Consider, you want to estimate the number of cars in your community. You have a background information that there are about 500 families in that community. Since it is not possible for you to go and check every house you decide on a simple way. You will check into about 50 families and the results will be extrapolated (Not a bad idea at all). Let’s call these 50 families as sample population. So you start and find that every family has absolutely one car per family. No more, no less. You can comfortably decide that there are 500 cars in the community, since everybody has one. (Of course there is a chance that the 50 families you chose are outliers. Everybody else has 2 cars. But for the moment assume there is no deviation). Let’s call this as variability. In an ideal case where there is no variation, even if you check a single family that had be sufficient to quantify the entire community. Now assume that of the 50 families you surveyed, 45 people were having one car, and 3 families had 2 cars and 2 families had no car. That means total car for 50 families is 45+6+0=51 cars. Now predicting the total number of cars for 500 families with full confidence is slightly difficult. The 3 families with 2 cars may be the only ones in the entire community to have 2 cars, or it is possible that in every 50 set families same variation exists. It is also possible that in all other 450 families everybody has 4 cars. The variation that has crept in has reduced the confidence on absolute count.

Here is where the statistics comes in. First issue is to avoid a biased sampling. You don’t pick up sample families just like that. To ensure that you capture the variation in community, you randomly select the families. Random pick up ensures that there is a good probability that all kinds of family is picked up. Now, using a mathematical trick you could predict that every other 50 family cluster that you will pick will be almost the same. So even with variation you could still be close to complete confidence the total number of cars by sampling 50 families. But you could still not make an absolute count with total confidence. We will not delve into the mathematics of it. The summary is that you make a probability of chances that your count is close to the actual absolute value.

##############################

Reproduce the car-count text from "Here is where" up to and including "actual absolute value.", renaming every "families" to "households".

● Extracted information:

##############################

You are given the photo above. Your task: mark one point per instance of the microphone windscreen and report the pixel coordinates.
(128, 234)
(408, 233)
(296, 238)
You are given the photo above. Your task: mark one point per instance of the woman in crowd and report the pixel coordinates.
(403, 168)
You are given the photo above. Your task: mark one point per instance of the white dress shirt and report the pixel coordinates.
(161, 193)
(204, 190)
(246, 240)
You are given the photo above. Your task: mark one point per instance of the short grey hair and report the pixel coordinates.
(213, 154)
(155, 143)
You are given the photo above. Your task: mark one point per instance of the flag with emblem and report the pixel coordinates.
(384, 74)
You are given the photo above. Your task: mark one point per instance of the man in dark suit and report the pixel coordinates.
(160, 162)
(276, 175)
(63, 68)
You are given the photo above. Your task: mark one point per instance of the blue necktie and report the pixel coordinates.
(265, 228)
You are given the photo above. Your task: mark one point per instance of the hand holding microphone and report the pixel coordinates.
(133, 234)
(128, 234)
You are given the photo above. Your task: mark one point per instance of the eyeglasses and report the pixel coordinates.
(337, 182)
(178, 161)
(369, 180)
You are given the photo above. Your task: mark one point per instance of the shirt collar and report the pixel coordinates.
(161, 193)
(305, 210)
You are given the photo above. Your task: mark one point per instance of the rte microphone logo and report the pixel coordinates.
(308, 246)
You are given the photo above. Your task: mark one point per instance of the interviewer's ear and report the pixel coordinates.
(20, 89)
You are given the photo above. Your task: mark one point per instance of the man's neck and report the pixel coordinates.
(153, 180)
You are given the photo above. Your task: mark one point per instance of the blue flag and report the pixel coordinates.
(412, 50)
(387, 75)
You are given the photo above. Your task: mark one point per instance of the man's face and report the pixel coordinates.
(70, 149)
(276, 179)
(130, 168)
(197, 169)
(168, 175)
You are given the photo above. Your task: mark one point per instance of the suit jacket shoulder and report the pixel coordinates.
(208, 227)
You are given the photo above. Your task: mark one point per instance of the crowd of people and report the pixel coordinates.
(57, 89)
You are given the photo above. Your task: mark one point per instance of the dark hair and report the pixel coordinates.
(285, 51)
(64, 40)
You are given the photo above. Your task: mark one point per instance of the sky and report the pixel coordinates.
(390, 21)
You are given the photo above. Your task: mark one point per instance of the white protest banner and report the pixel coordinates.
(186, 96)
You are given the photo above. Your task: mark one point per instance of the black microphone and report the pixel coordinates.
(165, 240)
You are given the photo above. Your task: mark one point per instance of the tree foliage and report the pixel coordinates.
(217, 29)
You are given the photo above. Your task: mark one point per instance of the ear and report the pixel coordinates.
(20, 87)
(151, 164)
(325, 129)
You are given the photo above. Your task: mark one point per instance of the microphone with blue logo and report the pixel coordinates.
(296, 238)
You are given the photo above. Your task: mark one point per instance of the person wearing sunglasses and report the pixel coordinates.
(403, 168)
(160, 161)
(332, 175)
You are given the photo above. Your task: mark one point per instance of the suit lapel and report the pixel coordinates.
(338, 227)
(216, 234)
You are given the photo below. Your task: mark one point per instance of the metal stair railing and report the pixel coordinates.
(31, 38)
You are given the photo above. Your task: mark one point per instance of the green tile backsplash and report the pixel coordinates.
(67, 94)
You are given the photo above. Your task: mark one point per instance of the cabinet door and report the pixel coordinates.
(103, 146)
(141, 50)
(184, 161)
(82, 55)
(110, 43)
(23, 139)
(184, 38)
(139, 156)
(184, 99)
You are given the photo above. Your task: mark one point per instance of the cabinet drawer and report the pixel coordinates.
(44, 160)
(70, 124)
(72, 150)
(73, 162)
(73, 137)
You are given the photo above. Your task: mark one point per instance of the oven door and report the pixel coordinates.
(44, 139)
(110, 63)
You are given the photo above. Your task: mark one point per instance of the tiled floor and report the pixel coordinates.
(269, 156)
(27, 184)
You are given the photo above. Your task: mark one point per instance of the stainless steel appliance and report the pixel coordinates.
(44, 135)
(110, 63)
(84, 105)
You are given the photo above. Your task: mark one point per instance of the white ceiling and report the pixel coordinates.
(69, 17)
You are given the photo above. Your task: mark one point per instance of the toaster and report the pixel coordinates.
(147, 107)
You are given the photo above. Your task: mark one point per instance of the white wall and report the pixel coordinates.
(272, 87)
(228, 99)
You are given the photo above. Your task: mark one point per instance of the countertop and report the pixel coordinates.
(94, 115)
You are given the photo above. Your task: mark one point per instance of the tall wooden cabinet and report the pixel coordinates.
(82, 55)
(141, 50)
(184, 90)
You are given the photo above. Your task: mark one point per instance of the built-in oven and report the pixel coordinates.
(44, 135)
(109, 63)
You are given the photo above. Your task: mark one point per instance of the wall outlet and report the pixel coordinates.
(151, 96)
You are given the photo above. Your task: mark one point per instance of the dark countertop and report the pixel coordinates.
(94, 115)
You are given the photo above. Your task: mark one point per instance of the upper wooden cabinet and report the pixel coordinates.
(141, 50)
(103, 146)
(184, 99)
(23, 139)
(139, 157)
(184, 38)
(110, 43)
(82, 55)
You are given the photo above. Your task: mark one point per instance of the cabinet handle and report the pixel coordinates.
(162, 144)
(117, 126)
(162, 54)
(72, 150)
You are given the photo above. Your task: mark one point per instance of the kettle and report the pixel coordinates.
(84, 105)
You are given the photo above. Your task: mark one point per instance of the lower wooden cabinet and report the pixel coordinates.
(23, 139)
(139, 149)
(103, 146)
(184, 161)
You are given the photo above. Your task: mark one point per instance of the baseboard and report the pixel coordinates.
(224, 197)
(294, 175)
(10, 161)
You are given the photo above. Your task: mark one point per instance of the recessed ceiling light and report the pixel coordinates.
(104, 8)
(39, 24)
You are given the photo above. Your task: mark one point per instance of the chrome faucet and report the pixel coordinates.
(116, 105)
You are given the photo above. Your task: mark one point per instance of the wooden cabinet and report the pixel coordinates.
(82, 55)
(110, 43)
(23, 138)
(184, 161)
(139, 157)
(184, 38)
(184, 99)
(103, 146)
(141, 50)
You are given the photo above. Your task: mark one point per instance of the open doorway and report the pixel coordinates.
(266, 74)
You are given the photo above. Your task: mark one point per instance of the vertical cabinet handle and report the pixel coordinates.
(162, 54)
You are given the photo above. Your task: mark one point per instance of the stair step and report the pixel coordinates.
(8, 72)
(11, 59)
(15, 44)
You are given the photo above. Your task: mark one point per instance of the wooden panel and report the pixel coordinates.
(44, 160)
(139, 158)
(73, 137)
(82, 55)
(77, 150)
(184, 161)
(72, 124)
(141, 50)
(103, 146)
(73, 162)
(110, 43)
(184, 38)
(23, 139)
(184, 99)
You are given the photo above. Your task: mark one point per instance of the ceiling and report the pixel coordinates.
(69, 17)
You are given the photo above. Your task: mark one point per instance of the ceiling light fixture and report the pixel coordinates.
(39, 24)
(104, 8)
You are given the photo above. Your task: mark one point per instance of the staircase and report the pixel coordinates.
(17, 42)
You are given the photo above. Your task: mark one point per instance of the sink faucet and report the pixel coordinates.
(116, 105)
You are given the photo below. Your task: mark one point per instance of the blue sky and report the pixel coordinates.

##############################

● Exercise answer:
Here is where the statistics comes in. First issue is to avoid a biased sampling. You don’t pick up sample households just like that. To ensure that you capture the variation in community, you randomly select the households. Random pick up ensures that there is a good probability that all kinds of family is picked up. Now, using a mathematical trick you could predict that every other 50 family cluster that you will pick will be almost the same. So even with variation you could still be close to complete confidence the total number of cars by sampling 50 households. But you could still not make an absolute count with total confidence. We will not delve into the mathematics of it. The summary is that you make a probability of chances that your count is close to the actual absolute value.